**STATED PROBLEM**
Beginning at the line containing "If you could segment every instance of the packed" and continuing to the end of the records below, give each line again exactly as it stands, and only those lines.

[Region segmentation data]
________________________

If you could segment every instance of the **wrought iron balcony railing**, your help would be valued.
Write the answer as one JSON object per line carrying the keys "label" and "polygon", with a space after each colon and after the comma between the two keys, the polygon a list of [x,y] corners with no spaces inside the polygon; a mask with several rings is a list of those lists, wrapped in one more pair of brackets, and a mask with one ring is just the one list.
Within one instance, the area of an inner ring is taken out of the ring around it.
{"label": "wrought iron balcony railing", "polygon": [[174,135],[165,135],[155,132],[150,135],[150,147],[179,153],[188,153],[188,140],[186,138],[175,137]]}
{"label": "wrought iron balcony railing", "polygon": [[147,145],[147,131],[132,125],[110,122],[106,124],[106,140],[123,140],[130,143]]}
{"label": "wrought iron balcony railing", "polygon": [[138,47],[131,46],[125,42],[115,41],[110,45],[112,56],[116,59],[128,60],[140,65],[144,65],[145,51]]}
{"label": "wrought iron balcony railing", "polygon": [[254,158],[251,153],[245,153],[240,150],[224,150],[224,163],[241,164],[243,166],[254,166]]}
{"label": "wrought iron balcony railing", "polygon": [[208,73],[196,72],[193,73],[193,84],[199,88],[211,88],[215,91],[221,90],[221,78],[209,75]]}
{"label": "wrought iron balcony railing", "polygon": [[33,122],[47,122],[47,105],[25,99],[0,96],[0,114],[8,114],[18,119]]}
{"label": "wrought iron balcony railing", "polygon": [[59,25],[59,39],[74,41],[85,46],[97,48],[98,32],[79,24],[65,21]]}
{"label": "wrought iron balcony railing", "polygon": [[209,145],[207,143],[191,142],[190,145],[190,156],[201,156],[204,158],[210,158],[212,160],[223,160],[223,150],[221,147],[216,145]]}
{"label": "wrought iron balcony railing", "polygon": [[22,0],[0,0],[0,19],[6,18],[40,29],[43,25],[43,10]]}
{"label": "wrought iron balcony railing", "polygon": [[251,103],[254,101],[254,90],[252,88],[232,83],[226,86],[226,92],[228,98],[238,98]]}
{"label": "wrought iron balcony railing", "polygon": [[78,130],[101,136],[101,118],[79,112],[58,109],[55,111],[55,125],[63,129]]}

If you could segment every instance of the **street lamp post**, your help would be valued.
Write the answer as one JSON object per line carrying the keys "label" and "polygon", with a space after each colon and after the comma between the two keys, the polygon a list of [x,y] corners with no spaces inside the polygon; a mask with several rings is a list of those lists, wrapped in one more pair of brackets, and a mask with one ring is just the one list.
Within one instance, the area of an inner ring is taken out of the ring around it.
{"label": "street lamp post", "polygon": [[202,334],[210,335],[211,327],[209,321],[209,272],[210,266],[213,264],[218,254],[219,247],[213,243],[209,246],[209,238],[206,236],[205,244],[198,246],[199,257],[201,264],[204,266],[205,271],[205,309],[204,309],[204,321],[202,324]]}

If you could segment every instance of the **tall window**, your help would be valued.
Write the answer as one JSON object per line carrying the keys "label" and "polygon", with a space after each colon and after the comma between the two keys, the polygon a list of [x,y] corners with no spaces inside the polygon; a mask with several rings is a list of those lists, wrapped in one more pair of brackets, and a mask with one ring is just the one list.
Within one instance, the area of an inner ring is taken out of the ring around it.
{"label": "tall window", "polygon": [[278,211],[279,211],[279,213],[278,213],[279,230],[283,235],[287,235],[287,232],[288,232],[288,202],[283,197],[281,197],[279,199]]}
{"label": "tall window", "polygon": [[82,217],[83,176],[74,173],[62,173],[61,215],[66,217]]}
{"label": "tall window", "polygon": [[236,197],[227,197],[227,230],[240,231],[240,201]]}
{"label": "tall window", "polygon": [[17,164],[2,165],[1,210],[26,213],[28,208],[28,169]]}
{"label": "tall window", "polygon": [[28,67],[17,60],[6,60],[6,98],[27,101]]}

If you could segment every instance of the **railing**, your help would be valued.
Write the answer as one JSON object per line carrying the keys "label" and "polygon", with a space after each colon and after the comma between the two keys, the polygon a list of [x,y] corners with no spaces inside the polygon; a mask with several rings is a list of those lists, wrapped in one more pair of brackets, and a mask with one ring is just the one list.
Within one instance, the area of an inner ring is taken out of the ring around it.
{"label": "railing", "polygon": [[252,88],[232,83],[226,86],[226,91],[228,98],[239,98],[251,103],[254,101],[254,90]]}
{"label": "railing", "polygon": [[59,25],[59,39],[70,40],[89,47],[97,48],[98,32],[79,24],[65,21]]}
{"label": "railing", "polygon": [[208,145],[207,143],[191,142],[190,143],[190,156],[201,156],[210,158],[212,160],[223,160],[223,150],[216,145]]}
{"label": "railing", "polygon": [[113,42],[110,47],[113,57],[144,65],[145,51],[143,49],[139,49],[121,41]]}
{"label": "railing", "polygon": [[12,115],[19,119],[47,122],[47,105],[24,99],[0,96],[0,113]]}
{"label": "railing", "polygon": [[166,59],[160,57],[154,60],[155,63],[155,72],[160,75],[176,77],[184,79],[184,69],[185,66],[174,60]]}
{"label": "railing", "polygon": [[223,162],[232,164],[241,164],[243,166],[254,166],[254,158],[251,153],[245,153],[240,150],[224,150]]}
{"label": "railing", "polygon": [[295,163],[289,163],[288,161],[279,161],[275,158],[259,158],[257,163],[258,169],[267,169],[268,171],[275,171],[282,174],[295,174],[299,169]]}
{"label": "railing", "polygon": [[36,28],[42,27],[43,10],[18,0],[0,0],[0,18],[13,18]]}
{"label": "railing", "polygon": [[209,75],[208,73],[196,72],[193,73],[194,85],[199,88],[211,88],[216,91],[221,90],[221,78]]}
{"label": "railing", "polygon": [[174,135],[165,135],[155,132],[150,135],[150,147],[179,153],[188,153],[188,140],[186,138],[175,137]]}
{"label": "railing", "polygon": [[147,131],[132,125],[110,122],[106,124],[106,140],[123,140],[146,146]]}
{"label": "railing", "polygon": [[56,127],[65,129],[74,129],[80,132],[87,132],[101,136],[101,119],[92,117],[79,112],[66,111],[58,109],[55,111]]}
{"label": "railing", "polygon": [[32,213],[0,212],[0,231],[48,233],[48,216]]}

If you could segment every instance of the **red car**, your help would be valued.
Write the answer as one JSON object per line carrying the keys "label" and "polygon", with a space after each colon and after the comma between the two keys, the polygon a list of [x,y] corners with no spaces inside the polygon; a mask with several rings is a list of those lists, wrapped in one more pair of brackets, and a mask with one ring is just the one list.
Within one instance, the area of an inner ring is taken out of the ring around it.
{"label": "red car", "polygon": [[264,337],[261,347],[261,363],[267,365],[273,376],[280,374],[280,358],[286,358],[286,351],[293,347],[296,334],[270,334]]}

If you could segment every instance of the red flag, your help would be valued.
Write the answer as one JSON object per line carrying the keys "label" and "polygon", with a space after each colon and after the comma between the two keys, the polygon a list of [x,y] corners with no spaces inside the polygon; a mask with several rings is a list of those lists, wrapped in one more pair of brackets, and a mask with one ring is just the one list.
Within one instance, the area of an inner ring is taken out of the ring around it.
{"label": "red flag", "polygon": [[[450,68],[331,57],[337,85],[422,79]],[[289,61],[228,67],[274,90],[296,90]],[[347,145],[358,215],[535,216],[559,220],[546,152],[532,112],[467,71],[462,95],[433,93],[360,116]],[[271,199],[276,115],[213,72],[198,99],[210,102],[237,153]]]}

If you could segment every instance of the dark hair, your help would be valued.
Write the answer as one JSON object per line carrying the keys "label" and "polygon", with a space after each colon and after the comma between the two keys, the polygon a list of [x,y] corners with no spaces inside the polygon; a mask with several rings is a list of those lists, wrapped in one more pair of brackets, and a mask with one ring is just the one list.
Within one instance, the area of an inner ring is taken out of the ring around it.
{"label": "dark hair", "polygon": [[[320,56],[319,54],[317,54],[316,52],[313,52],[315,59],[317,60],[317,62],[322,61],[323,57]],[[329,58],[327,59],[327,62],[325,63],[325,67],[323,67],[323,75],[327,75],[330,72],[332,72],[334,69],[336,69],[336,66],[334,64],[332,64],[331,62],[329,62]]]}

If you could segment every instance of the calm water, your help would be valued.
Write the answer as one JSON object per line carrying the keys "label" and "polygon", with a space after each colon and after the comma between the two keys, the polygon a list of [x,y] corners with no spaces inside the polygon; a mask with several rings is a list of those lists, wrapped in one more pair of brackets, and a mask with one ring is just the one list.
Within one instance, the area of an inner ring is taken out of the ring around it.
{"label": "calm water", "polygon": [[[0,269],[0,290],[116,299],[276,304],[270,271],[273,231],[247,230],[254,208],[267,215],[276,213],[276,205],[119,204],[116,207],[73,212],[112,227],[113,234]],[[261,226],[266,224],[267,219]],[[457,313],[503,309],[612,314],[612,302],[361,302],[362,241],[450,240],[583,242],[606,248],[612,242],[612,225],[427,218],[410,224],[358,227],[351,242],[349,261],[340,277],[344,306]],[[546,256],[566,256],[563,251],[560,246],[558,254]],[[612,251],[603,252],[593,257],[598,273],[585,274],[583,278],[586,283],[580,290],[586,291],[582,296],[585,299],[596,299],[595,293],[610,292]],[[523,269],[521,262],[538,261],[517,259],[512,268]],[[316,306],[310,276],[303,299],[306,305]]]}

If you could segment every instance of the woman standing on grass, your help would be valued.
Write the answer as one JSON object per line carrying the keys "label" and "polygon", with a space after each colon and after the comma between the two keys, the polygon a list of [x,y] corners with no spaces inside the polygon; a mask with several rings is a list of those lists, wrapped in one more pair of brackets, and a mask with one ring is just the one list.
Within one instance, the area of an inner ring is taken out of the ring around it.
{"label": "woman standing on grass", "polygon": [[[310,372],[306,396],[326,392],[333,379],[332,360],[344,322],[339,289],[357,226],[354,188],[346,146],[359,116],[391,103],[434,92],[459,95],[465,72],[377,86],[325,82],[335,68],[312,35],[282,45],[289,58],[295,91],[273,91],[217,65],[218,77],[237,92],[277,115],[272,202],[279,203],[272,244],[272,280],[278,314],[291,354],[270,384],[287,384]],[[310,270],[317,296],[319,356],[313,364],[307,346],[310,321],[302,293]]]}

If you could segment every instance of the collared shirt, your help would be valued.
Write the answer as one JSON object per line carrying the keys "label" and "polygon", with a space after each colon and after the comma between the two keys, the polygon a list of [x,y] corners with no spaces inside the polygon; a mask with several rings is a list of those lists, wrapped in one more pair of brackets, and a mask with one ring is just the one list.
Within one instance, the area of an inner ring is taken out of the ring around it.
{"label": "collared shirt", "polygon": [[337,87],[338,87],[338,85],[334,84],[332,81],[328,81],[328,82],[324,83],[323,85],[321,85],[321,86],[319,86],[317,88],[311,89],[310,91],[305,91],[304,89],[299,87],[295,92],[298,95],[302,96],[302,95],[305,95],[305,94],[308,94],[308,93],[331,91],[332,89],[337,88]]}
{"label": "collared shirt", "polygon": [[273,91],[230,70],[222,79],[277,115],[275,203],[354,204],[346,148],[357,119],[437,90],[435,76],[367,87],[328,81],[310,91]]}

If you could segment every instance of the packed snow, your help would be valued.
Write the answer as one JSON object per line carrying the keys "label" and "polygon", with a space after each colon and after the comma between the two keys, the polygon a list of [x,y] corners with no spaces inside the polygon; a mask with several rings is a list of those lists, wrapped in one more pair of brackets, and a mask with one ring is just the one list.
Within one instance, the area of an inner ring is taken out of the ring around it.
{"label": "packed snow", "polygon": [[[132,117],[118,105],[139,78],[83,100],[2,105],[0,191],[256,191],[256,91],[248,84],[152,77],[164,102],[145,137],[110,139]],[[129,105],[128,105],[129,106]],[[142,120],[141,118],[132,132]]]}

________________________

**ANSWER TO THIS TASK**
If you could segment every instance of the packed snow, your help would be valued.
Write the answer as one JSON object per line carrying the keys "label" and "polygon", with a space after each colon and after the comma between the two keys, the polygon a list of [x,y] corners with no spaces inside the polygon; a mask with several rings is a list of those lists, wrapped in one more pair of brackets, and a mask with one ring is just the one list.
Within one instance, the area of an inner ring is taken out of the ring around it.
{"label": "packed snow", "polygon": [[[132,117],[118,105],[139,78],[83,100],[2,105],[0,191],[256,191],[256,91],[248,84],[152,77],[164,102],[145,137],[110,139]],[[129,105],[128,105],[129,106]],[[142,120],[141,118],[132,132]]]}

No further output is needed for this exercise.